EXERCISE AIM: Shift each bounding box coordinate in the answers up by 109. Write out every line from the start of the records through the line holding "[[479, 198, 608, 409]]", inclusive, keeping all other text unchanged.

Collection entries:

- - -

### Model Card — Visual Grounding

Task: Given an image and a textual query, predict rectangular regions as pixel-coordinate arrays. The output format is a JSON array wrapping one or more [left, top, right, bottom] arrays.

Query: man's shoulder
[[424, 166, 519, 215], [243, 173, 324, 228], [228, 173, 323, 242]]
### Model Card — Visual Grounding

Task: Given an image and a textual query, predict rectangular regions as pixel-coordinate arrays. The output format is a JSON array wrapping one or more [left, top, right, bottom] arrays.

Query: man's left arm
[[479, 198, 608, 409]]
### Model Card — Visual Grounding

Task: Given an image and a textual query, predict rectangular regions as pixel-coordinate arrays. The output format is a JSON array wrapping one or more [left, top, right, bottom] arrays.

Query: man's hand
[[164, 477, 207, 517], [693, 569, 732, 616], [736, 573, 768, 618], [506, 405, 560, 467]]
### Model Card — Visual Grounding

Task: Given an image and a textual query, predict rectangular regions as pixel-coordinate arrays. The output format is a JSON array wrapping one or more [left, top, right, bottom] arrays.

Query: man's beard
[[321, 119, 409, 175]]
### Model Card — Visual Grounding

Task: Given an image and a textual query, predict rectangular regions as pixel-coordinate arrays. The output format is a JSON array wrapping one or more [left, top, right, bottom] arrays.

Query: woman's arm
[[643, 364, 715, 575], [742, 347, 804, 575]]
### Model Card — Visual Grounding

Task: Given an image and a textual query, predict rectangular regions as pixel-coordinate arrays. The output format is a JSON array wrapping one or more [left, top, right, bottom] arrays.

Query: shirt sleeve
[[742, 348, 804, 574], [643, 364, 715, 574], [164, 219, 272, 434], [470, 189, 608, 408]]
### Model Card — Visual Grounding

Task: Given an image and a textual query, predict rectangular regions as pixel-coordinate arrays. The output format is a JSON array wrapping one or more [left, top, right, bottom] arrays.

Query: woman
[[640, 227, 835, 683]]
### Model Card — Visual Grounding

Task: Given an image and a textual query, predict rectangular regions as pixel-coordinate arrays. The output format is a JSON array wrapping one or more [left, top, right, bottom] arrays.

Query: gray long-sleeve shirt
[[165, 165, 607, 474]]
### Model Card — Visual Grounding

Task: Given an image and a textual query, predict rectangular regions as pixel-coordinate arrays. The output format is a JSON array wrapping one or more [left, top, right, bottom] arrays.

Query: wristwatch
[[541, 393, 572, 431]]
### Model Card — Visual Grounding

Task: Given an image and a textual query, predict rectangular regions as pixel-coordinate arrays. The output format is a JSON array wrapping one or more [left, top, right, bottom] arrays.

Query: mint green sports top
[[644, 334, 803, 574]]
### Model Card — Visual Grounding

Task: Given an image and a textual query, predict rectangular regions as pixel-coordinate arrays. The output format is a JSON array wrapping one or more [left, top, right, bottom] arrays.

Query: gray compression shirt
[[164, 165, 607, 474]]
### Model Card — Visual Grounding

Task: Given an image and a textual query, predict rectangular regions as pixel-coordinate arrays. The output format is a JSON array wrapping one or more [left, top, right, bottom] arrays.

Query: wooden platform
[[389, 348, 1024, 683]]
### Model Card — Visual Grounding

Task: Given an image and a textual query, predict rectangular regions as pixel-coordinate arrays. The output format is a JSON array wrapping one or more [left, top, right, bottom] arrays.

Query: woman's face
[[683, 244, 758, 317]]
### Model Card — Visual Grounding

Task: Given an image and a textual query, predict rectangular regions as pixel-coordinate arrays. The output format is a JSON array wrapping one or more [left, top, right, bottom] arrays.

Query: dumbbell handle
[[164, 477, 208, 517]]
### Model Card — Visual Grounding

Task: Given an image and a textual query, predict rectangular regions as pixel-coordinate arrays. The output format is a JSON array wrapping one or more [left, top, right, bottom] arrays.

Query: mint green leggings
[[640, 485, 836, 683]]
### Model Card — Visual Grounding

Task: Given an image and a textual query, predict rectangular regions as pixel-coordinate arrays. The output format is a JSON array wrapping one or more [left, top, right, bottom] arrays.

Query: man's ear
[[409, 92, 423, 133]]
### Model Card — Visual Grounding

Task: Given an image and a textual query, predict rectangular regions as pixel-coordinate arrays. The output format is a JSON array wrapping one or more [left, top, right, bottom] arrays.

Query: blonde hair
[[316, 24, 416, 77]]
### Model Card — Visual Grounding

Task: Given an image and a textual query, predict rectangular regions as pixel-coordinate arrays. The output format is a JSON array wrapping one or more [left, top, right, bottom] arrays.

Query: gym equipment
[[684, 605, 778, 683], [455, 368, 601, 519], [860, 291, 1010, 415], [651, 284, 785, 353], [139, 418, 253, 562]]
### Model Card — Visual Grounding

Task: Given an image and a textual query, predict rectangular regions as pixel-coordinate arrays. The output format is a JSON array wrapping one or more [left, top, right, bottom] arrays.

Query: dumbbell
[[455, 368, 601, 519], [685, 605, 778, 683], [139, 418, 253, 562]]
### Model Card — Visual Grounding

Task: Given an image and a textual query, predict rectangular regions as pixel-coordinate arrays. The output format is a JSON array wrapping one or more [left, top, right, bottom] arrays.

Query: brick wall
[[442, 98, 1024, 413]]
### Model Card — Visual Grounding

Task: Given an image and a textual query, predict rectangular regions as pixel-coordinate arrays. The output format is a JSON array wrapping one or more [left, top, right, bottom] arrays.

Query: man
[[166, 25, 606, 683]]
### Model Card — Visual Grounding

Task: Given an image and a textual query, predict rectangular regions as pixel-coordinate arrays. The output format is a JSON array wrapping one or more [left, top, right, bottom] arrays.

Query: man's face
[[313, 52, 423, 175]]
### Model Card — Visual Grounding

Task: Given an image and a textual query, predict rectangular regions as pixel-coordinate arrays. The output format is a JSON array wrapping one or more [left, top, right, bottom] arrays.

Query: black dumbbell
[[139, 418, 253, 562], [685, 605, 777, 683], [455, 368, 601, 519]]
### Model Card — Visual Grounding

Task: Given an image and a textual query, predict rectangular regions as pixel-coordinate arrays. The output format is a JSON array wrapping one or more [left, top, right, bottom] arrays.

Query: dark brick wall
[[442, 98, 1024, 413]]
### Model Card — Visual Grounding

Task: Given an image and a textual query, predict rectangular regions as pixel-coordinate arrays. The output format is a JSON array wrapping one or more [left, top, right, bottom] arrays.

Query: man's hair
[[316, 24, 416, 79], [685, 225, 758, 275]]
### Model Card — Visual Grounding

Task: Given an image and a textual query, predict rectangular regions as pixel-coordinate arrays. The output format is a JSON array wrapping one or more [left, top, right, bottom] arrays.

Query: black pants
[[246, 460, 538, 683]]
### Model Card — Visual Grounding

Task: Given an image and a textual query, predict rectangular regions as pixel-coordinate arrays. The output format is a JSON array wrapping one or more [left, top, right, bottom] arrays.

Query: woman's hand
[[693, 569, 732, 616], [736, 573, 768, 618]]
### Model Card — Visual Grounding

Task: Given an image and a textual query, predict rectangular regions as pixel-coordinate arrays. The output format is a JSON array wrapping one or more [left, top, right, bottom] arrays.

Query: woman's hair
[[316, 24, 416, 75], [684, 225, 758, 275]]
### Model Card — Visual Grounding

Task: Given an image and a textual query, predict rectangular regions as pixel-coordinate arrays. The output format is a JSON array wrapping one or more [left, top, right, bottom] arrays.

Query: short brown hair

- - -

SOLUTION TO THE EXERCISE:
### Model Card — Visual Grounding

Task: Given an image and a textual query, predict rectangular regions as pixel-coordinate arrays. The output format is a JSON array wrapping one or more [left, top, right, bottom] arrays.

Query: man's shoulder
[[533, 275, 628, 324], [352, 282, 433, 337], [337, 282, 432, 351]]
### Model Card — Visual Grounding

Task: Given an image and a textual query, predict rectangular regions as pixel-coordinate arrays. The output format is a JSON array wrapping one or more [left, top, right, bottom] arrays.

Query: man's left arm
[[588, 307, 717, 518]]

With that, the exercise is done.